● Exercice écrit 1
Relevez chaque ligne des enregistrements où figure la chaîne « white ».

Oh, Manu !

Nous sommes à la toute fin 2005. Jadis et autrefois. En des temps immémoriaux. Nous les nommerons, par commodité, l’Ère du Grand Ratage. Mais voyons comment les choses se sont déroulées.

Après avoir longtemps hésité, j’ai fini par jeter mon dévolu sur un éditeur dont l’esprit d’innovation a réussi à me séduire. La charte éditoriale me semble tout à fait correcte et je suis prêt à faire quelques efforts pour que le livre puisse connaître une certaine diffusion. J’envoie donc mon manuscrit par la voie électronique requise et attends patiemment.

Vient 2006 et, début janvier, je reçois une réponse positive. La célérité dont on a fait preuve ne me suscite aucune suspicion particulière, c’est pourquoi je signe le contrat le 23 du même mois. Sans me préoccuper d’une certaine clause qui m’embêtera plus tard. L’enthousiasme aveugle, ai-je fini par conclure.

Le bon à tirer est reçu le 14 août, après avoir beaucoup et lourdement insisté. Entre un minimum annoncé de dix semaines et les trente au bout desquelles je l’ai vu tomber, il y a une certaine marge. Les promesses de le voir me sauter à la figure incessamment étaient restées vaines, semaine après semaine, jusqu’à ce qu’on incrimine le nombre d’ouvrages en attente. Soit.

Les premières corrections sont envoyées le 18 août. La mort dans l’âme : je ne puis en imposer que vingt, ce qui est nettement insuffisant après recensement de toutes les horribles coquilles oubliées. Les choix ont été drastiques, j’ai seulement pu remédier au pire. Le 21, je rends ma copie définitive. Consterné et résigné.

Un bloc de données
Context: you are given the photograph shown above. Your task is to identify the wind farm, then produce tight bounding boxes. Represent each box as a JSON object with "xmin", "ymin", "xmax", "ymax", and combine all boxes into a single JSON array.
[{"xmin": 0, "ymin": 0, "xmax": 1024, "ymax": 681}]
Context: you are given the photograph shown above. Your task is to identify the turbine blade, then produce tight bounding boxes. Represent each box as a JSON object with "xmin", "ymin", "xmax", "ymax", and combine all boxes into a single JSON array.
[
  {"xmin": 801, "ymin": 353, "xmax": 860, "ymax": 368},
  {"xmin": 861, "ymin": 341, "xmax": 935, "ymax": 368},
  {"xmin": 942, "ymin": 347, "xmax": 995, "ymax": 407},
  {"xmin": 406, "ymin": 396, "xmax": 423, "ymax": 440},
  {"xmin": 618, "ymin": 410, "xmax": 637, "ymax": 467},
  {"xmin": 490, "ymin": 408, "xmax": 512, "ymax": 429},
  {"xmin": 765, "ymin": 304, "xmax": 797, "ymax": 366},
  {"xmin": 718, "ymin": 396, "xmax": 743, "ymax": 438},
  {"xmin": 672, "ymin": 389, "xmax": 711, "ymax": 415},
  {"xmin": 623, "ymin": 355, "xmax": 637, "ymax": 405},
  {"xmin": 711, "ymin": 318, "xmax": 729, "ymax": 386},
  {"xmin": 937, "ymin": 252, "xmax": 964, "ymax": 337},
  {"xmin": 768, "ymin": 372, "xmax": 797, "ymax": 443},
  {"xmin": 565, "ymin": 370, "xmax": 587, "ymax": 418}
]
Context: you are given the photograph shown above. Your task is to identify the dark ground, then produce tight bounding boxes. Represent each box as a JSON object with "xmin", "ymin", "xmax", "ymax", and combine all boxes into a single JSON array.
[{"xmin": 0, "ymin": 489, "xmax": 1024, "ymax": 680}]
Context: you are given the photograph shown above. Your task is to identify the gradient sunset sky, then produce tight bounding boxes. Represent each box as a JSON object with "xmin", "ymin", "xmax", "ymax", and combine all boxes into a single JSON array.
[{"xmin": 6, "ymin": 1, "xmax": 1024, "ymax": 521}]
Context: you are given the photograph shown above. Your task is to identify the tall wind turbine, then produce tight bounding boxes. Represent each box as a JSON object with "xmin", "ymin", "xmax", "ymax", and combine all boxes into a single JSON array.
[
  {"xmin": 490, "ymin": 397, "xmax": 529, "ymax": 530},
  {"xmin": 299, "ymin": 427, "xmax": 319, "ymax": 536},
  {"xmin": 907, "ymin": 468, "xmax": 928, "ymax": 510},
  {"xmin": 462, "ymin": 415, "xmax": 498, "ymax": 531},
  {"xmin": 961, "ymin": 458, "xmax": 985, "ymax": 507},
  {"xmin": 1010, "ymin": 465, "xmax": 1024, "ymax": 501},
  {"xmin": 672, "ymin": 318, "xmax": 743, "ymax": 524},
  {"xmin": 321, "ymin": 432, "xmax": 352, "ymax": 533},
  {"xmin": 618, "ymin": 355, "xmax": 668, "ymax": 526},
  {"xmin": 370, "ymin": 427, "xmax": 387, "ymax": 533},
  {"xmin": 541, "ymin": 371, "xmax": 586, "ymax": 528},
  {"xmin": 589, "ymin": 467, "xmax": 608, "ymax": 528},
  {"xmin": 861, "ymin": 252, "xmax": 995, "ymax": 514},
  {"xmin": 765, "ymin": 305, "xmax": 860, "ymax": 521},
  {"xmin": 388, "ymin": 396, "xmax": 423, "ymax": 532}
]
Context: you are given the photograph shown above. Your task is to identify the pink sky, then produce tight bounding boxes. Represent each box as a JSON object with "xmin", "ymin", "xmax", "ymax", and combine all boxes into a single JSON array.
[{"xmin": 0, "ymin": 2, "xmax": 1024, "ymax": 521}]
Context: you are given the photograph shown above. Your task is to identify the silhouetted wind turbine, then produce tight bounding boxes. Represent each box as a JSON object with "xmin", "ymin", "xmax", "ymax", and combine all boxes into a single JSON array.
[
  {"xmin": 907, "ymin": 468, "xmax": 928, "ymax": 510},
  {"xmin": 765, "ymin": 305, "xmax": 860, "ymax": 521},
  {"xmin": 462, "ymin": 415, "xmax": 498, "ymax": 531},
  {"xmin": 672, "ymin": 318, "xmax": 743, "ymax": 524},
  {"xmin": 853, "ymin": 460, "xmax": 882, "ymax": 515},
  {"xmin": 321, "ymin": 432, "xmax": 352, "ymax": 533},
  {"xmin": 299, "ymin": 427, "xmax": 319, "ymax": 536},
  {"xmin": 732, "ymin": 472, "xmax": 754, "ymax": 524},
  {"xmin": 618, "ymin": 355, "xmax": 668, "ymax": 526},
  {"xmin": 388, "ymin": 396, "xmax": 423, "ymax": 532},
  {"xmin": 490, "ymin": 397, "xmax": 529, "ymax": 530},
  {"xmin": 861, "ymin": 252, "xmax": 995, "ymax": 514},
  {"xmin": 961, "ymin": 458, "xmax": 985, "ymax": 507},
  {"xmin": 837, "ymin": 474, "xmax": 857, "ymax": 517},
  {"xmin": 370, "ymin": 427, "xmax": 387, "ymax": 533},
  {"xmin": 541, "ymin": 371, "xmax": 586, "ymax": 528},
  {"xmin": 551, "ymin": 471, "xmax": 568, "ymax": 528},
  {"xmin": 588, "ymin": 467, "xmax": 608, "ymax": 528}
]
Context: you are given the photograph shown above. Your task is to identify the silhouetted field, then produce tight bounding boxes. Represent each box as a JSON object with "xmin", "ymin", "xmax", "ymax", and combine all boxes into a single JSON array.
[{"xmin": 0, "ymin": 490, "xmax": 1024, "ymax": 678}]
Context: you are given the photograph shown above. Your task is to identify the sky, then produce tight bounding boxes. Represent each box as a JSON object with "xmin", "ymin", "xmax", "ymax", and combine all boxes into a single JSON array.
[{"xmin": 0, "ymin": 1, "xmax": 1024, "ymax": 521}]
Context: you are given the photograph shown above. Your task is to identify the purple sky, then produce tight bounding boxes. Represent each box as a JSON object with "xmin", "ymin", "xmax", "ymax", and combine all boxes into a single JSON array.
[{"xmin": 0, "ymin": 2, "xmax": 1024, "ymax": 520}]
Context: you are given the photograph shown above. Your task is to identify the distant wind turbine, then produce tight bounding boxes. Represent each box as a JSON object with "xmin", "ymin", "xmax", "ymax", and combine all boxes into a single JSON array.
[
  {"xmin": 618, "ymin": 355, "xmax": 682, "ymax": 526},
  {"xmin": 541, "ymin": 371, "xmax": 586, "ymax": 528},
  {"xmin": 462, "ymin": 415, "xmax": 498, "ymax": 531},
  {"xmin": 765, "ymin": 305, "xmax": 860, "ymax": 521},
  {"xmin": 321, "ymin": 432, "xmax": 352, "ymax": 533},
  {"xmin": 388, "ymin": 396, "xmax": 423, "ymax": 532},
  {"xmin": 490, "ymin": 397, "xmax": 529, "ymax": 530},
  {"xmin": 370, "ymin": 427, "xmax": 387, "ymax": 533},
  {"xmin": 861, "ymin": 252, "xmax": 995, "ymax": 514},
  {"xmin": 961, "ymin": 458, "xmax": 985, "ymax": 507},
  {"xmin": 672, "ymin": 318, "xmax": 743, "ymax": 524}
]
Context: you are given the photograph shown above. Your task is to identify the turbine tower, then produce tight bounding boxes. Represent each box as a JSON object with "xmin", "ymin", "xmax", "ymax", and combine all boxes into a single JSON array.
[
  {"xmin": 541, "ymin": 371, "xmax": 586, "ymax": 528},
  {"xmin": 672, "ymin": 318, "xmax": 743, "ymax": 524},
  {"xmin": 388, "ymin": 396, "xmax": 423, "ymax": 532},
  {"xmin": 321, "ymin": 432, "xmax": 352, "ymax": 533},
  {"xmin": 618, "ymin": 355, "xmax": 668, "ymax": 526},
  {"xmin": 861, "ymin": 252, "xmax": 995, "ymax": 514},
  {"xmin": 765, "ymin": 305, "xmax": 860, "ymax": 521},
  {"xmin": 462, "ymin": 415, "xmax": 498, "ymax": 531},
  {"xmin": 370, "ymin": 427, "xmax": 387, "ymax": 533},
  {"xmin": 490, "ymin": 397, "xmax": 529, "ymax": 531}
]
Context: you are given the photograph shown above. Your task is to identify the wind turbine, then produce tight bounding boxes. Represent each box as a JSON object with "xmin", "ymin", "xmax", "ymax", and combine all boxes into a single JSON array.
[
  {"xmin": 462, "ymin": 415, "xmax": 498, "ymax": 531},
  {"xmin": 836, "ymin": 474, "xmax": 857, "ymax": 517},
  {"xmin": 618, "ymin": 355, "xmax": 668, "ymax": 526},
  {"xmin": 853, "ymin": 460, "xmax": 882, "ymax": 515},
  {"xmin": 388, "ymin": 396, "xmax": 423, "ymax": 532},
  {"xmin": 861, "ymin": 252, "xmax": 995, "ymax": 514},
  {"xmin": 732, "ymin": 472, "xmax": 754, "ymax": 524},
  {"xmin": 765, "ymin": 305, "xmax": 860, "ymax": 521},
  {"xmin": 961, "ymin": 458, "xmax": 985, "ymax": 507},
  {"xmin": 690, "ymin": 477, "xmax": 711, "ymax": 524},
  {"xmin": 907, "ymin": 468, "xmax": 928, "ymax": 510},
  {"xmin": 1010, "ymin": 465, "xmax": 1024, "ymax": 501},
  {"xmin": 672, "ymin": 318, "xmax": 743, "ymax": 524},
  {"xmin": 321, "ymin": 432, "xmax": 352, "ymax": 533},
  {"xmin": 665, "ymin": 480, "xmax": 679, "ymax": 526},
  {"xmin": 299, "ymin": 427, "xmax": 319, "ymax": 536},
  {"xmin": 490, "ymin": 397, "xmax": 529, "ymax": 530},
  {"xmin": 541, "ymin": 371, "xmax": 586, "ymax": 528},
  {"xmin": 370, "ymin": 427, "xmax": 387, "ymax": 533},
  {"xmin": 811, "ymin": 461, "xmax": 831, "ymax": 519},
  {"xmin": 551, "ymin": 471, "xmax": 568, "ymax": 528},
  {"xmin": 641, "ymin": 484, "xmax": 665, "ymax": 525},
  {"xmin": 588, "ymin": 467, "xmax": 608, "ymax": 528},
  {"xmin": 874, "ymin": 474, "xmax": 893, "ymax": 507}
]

---

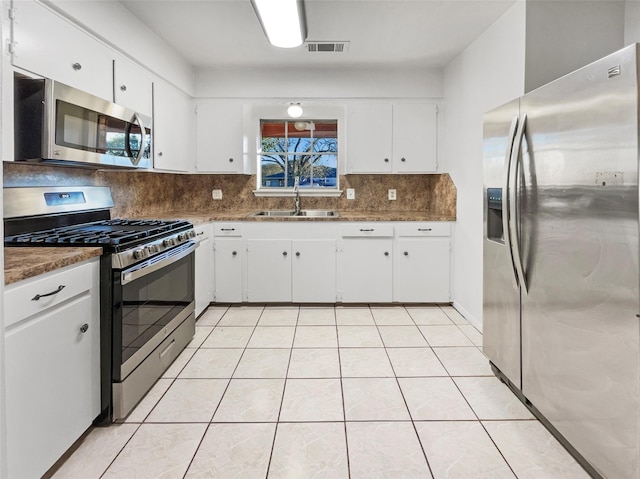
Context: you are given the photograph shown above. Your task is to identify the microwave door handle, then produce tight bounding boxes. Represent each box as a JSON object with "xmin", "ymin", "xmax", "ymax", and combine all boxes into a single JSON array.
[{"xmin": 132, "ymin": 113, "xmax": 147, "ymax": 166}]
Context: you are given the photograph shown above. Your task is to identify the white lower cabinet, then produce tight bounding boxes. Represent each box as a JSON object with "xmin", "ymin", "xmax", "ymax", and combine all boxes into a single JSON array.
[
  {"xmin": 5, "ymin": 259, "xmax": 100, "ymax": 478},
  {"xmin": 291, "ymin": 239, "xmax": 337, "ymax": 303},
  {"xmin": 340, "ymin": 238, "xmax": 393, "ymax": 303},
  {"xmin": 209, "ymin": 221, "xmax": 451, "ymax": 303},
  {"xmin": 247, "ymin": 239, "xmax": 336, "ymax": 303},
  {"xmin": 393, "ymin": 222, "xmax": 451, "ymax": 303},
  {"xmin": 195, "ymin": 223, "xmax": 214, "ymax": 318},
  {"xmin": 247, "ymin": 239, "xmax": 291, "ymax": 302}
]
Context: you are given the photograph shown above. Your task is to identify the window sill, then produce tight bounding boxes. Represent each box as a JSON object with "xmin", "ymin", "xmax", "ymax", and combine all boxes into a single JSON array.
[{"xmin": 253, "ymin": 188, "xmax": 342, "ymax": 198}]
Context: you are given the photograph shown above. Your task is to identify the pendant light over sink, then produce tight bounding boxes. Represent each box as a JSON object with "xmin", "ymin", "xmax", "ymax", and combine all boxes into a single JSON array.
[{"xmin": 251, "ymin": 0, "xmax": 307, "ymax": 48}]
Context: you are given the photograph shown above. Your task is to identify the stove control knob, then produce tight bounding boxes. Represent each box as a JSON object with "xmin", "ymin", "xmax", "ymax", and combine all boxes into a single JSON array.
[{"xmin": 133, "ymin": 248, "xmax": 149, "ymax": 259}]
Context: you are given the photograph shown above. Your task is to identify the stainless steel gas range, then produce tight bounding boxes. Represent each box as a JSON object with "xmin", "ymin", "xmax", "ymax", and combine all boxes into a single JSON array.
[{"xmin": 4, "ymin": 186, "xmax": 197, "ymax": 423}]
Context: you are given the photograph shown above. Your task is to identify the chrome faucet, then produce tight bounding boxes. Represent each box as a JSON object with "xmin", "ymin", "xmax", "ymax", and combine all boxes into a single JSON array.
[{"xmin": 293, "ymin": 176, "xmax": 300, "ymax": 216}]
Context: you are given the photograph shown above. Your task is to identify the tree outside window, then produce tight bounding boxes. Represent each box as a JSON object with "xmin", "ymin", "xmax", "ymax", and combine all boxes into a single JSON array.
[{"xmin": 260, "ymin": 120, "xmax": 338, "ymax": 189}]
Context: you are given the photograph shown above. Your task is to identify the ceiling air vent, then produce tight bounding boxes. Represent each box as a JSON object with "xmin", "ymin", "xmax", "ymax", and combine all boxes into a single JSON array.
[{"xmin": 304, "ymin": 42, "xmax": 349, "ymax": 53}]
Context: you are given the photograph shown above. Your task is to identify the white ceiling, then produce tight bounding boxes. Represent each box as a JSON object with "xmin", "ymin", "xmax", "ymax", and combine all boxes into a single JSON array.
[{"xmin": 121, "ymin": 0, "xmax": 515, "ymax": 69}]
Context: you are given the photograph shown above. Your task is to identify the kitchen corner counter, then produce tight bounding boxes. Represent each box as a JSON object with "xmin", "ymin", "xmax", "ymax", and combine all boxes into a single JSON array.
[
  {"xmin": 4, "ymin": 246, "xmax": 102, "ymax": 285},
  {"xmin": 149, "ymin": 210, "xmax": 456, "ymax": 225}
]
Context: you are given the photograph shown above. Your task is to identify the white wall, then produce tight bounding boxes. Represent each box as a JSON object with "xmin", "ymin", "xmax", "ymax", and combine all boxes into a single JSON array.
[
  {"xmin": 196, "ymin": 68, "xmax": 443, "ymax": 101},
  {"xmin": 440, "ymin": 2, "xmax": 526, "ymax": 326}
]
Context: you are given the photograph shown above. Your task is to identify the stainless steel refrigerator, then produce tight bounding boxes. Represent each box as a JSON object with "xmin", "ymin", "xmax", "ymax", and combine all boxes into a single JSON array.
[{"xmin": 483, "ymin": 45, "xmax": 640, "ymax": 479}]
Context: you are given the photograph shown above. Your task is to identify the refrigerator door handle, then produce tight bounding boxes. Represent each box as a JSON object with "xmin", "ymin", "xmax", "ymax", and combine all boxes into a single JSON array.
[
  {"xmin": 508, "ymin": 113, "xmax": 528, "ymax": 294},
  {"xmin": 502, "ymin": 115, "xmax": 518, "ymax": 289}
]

* * *

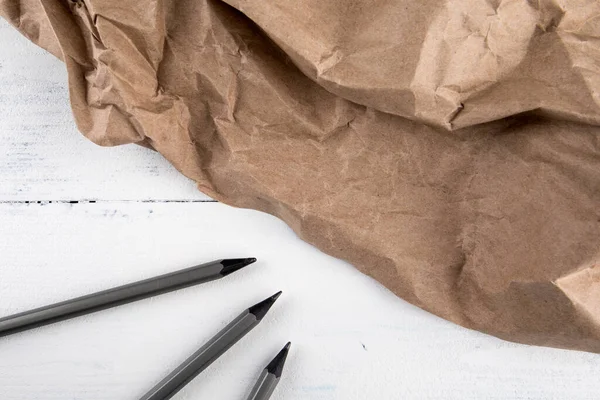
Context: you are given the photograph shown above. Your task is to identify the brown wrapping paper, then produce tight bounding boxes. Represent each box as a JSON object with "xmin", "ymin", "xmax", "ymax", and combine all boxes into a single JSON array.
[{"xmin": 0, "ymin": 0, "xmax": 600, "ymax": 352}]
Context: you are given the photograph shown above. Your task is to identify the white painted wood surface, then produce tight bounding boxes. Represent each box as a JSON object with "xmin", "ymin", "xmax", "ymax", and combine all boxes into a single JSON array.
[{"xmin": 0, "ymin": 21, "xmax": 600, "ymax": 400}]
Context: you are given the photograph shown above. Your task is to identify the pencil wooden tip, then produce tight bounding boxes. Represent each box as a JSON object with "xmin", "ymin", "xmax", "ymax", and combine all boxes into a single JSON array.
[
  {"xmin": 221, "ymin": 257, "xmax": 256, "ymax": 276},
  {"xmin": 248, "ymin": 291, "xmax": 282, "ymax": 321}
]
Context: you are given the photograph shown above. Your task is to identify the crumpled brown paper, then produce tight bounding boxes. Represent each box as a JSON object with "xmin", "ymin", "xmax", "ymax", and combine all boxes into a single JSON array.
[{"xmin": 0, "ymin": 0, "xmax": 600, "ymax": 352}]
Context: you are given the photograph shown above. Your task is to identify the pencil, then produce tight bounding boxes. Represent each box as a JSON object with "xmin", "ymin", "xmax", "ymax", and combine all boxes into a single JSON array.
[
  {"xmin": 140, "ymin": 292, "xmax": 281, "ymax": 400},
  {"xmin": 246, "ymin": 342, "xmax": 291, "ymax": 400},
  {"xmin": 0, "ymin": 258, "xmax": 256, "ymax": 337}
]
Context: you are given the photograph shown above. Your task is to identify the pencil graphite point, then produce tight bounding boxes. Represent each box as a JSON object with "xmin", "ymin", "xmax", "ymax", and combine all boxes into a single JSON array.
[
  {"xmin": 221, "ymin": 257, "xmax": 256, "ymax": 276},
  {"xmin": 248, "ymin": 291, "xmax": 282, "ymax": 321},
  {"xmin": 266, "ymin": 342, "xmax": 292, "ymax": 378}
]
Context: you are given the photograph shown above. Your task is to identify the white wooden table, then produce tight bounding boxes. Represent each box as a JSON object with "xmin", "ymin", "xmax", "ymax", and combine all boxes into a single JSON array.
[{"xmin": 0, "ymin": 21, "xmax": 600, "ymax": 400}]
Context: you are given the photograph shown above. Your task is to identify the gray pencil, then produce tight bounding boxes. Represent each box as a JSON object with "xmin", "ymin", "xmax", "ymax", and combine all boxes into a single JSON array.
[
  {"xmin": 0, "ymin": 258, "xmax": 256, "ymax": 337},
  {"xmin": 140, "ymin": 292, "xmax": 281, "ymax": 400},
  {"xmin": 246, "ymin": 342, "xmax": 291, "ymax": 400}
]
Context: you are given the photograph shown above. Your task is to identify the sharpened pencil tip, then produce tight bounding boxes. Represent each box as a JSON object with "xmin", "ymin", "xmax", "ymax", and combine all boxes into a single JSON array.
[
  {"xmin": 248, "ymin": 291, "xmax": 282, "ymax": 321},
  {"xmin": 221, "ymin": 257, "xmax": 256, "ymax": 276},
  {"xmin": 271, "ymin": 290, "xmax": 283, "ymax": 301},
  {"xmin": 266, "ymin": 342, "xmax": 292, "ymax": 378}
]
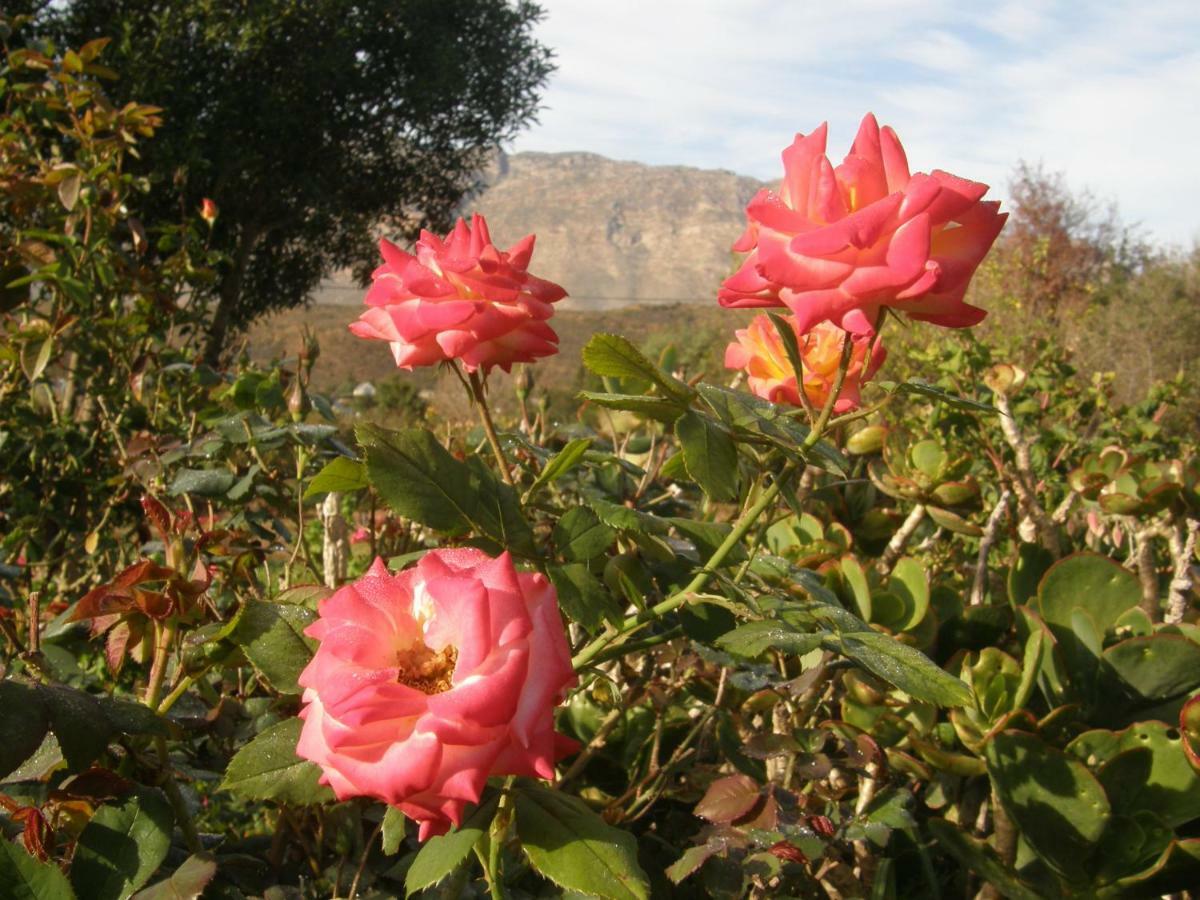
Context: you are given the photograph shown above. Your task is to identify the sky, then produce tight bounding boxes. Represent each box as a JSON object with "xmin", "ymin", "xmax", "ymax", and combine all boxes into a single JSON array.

● Exercice écrit 2
Modifiez le passage du document qui commence par « Le bon à tirer » et se termine par « Consterné et résigné. » : recopiez-le en remplaçant « corrections » par « retouches ».

● Résultat 1
Context: you are given the photograph shown above. Your task is to identify the white lower cabinet, then produce tight bounding boxes. Represent each box as a JSON object with "xmin", "ymin", "xmax", "ymax", and combine all boxes into a single JSON array.
Context: you are given the photograph shown above. Your task is to identify the white ceiling, then produce tight bounding boxes. Represent each box as a JSON object with "xmin", "ymin", "xmax", "ymax", and combine all boxes into a single JSON array.
Context: you are given the photograph shown above. Your task is to identify the white wall, then produce tight bounding boxes. Represent each box as a JSON object with "xmin", "ymin", "xmax", "ymax", and combine all boxes into a single JSON array.
Context: you are given the photograph shown above. Your task is to identify the white painted wood surface, then produce tight bounding boxes. Represent each box as a JSON object with "xmin", "ymin", "xmax", "ymax", and combine all boxes into a single JSON array.
Context: you are given the photograph shown above. Your task is to identify the white wooden table, then produce tight bounding boxes. Represent each box as a JSON object with "xmin", "ymin", "xmax", "ymax", and combine all boxes into a single JSON array.

● Résultat 2
Le bon à tirer est reçu le 14 août, après avoir beaucoup et lourdement insisté. Entre un minimum annoncé de dix semaines et les trente au bout desquelles je l’ai vu tomber, il y a une certaine marge. Les promesses de le voir me sauter à la figure incessamment étaient restées vaines, semaine après semaine, jusqu’à ce qu’on incrimine le nombre d’ouvrages en attente. Soit.

Les premières retouches sont envoyées le 18 août. La mort dans l’âme : je ne puis en imposer que vingt, ce qui est nettement insuffisant après recensement de toutes les horribles coquilles oubliées. Les choix ont été drastiques, j’ai seulement pu remédier au pire. Le 21, je rends ma copie définitive. Consterné et résigné.